Your goal:
Reproduce the data below word for word.

(Data records)
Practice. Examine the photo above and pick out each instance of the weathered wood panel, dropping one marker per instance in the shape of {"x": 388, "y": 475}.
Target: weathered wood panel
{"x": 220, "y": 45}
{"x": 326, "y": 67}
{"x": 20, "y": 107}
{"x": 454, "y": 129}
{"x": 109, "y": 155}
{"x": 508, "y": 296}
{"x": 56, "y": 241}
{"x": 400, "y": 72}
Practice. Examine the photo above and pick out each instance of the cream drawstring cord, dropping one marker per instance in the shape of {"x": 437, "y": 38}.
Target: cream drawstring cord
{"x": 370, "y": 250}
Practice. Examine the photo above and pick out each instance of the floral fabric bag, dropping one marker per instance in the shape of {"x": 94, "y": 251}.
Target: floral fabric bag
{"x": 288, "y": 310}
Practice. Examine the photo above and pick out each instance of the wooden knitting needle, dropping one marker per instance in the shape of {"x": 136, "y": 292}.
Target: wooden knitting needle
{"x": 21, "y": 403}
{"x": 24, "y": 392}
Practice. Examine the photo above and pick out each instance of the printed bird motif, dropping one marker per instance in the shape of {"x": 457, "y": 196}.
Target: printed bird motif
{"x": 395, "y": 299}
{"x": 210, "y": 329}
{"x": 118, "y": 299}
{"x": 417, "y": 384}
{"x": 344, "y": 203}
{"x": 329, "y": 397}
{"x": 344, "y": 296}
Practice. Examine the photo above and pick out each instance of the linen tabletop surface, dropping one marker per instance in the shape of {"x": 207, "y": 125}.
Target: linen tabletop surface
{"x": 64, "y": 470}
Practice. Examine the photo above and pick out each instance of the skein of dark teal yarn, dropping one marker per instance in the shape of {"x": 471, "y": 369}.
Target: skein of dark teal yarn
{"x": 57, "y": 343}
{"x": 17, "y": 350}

Your response:
Practice. Examine the photo above and pick out each instance of the weathered wood panel, dropping one marker per instance in the shape of {"x": 388, "y": 475}.
Target: weathered wood panel
{"x": 220, "y": 45}
{"x": 326, "y": 67}
{"x": 20, "y": 107}
{"x": 454, "y": 129}
{"x": 109, "y": 155}
{"x": 508, "y": 296}
{"x": 56, "y": 241}
{"x": 400, "y": 72}
Practice. Examine the photo above and pick out each instance of the cream drawstring cord, dropping one marker per instance in the shape of {"x": 437, "y": 38}.
Target: cream drawstring cord
{"x": 370, "y": 250}
Practice. Examine the photo above and pick out each instance of the floral fabric bag, dropping one marker per instance in the shape of {"x": 94, "y": 251}.
Target: floral fabric bag
{"x": 288, "y": 310}
Practice. Examine the photo above and pick out each instance of the wooden knitting needle, dropping one marker per instance in the shape of {"x": 136, "y": 292}.
Target: wooden knitting needle
{"x": 21, "y": 403}
{"x": 24, "y": 392}
Practice. Examine the photo above and pick out each instance of the printed bird motif, dropping one marker per instance in the shape of {"x": 457, "y": 196}.
Target: printed bird motif
{"x": 395, "y": 299}
{"x": 210, "y": 329}
{"x": 118, "y": 299}
{"x": 417, "y": 384}
{"x": 344, "y": 203}
{"x": 329, "y": 397}
{"x": 344, "y": 296}
Practice. Examine the photo above and pick out each instance of the linen tabletop surface, dropping one marker per instance in the shape of {"x": 207, "y": 125}.
Target: linen tabletop surface
{"x": 64, "y": 470}
Practice. Examine the photo above and pick out each instance of the skein of dark teal yarn, dropping one marker per instance in the shape of {"x": 471, "y": 369}.
Target: skein of dark teal yarn
{"x": 57, "y": 343}
{"x": 17, "y": 350}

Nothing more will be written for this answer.